## GIVEN PASSAGE
══════════════════════════════

# how do i darken new cherry ?



## quickkenny

hi guys and gals, i just joined your group, and am looking for a way to darken my new cherry cupboard. i don't want to use dyes or stains. is there a way to fume the wood, or do i just have to wait a few yars to have the old patina look? i intend to use an oil finish.


----------



## sbryan55

Kenny, one of the first things I suggest when I see posts like this is to suggest using scrap pieces to practice on before tackling the project itself. Make yourself a reference board(s) out of cherry sanded to the final grit that you intend for your project and use it to detail the individual finishing steps. This lets you practice on scrap and decide the finish that you are going to apply to the real project.

As far as darkening cherry goes, an oil application such as boiled linseed oil, will tone it somewhat and add an aged look to the wood. But cherry will continue to darken with exposure to light. One thing that you can do, if you want to avoid chemical darkening, is to expose the wood to direct sunlight before applying your finish. Suntanning works pretty well for aging cherry. A 2 to 3 week exposure will darken the cherry.

If you want to consider a chemical application Alin Dobra posted this blog which details how he uses potassium dichromate to achieve an aged color in cherry. I have not used this as I prefer to simply let cherry age on its own but I have seen other references to it as a means of "aging" cherry.


----------



## quickkenny

Scott, thanks for your help. I will try the pd and let everyone know how I make out.


----------



## Sawdust2

I have used lye 2x to darken cherry.
Maybe I was just lucky, 
After reading Dobra's post I guess so.
In any case I just mixed up the amount I needed and used a paint sprayer to spray it on the work piece, a grandfather's clock. As it was sprayed on I never bothered washing it off. After letting it dry for 2-3 days I sprayed water-based poly over it. It's been in my living room for more than 20 years and is still beautiful.
Because I used Drano as the lye I just poured it down the sink.
Just one man's method.

Lee


----------



## Sawkerf

Cherry will darken pretty quickly without any help. Put a piece of scrap in the sun, and leave another inside. Compare them after a few hours.


----------



## RogerBean

Best method I've discovered is to use a water soluble dye (woodworker's supply antique cherry). This brings the new wood to the same color as aged cherry. Then finish as normal. I have a house full of cherry, floors, cabinets etc. most of which has aged naturally. I have made pieces using the dye method, and after several years they are both the same color… the naturally aged and the dyed. The dye has the advantage of evening out the color of any sapwood or other variations in the project. And the water based dye is light safe and does not fade. I've tried a number of the common methods for quick aging cherry, but none has worked better than the dye, and none is easier. Just my experience. Your mileage may differ.
Roger


----------



## dbray45

I use tung oil to start the process. I use this because poly can be used over it without an issue if you use a poly/tung oil mix as an in between step - add sun light and it will darken in weeks versus a year or two. Depending upon the cherry, I have had some darken to almost a stained mahogany depth.

══════════════════════════════

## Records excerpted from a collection
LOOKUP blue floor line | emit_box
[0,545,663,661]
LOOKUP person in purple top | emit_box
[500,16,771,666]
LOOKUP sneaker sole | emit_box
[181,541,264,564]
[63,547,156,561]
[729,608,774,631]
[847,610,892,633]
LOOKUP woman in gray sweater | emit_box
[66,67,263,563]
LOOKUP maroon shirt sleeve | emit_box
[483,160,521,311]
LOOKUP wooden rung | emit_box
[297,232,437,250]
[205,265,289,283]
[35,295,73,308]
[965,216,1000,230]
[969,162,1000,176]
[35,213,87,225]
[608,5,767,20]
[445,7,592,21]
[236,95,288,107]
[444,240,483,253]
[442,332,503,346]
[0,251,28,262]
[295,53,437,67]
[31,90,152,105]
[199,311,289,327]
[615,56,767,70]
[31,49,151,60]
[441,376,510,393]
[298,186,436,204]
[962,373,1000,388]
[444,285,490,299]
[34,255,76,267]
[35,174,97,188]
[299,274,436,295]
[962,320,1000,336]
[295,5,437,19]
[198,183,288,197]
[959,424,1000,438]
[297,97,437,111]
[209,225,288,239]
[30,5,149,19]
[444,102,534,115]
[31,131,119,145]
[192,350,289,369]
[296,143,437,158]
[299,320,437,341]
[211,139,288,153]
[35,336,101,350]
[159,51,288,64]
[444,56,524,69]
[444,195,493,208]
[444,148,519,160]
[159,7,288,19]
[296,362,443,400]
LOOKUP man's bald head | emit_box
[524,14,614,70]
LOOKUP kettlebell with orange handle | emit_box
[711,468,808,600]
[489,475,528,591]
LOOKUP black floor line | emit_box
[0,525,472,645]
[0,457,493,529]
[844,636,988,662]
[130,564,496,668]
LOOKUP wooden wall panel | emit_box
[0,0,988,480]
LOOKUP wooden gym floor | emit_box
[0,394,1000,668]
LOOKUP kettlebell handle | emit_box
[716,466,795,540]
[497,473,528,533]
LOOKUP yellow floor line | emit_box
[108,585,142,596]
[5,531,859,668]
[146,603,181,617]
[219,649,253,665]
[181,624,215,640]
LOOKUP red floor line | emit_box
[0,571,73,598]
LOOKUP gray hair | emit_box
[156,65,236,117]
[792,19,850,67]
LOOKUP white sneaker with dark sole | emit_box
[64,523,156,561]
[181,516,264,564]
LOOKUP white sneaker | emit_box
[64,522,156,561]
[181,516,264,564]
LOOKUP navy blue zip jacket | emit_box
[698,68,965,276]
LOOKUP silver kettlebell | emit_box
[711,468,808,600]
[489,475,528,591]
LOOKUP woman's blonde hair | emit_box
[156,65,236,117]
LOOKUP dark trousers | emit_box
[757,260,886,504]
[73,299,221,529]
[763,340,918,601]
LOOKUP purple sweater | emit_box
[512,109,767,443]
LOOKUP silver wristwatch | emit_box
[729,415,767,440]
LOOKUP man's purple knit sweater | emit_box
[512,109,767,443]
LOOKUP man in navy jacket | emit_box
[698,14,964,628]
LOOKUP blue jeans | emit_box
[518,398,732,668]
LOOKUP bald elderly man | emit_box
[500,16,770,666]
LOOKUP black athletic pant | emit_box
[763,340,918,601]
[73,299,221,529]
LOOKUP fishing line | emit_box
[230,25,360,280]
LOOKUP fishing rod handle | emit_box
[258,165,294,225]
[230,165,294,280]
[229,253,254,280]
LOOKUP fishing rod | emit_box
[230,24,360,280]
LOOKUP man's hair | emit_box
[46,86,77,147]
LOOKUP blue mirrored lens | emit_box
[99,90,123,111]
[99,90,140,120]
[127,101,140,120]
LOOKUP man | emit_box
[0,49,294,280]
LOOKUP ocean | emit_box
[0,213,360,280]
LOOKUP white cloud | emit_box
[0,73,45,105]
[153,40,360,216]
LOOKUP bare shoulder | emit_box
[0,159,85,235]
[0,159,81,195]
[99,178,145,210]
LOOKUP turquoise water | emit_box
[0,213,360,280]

══════════════════════════════

## REQUIRED WORK
Continue the forum thread on darkening new cherry wood, picking up right after its last post. These items were drawn from a different source.

## RIGHT ANSWER
----------



## RogerBean

Sawkerf and dbray45 both make valid points that cherry will darken rather quickly in sunlight. In a sheltered room it may take a year or two, but it will get there either way. If your boards were all closely matched, and no sapwood, it will age evenly. If there is sapwood anywhere, it will become increasingly prominent as the heartwood ages and darkens.
Roger


----------



## newwoodbutcher

I have been very happy with the results using potassium dichromate and Liberon Finishing Oil on cherry. 
I usually use 6-7 coats of the Liberon Finishing oil over the potassium dichromate. I never tested for comparison but I believe using potassium dichromate compares to a few years of natural darkening. Allways do a sample board sanded to 220 including all the coats of oil before you apply anything to your project. I highly recommend this approach.


----------



## PurpLev

I put my cherry cutting board in direct sunlight - did wonders to it and darkened it pretty nicely. may not be fitting for the case at hand, but just putting it out there.


----------



## jjerman

I would recommend letting the cherry age naturally with sunlight. If you wanted to accelerate the process then move the cabinet outside (if it is not a built-in) into direct sunlight and you will be amazed at how quickly it will begin to darken. Using the natural oil finish is a great idea, you will be pleased with how beautifully it naturally darkens. I built all the millwork for my wife's office out of cherryand it had darkened quite nicely after the first year. Her office did get a lot of direct sunlight and the cherry looked fantastic. It is like a fine wine, it gets better and better as it ages. 
Good luck
John Jerman


----------



## quickkenny

Being a Rookie to this site, I can't Believe how helpful you folks are !
I thank everyone for thier input, you guys are the greatest.

Kenny


----------



## Earlextech

Sunlight!


----------



## Earlextech

Sunlight!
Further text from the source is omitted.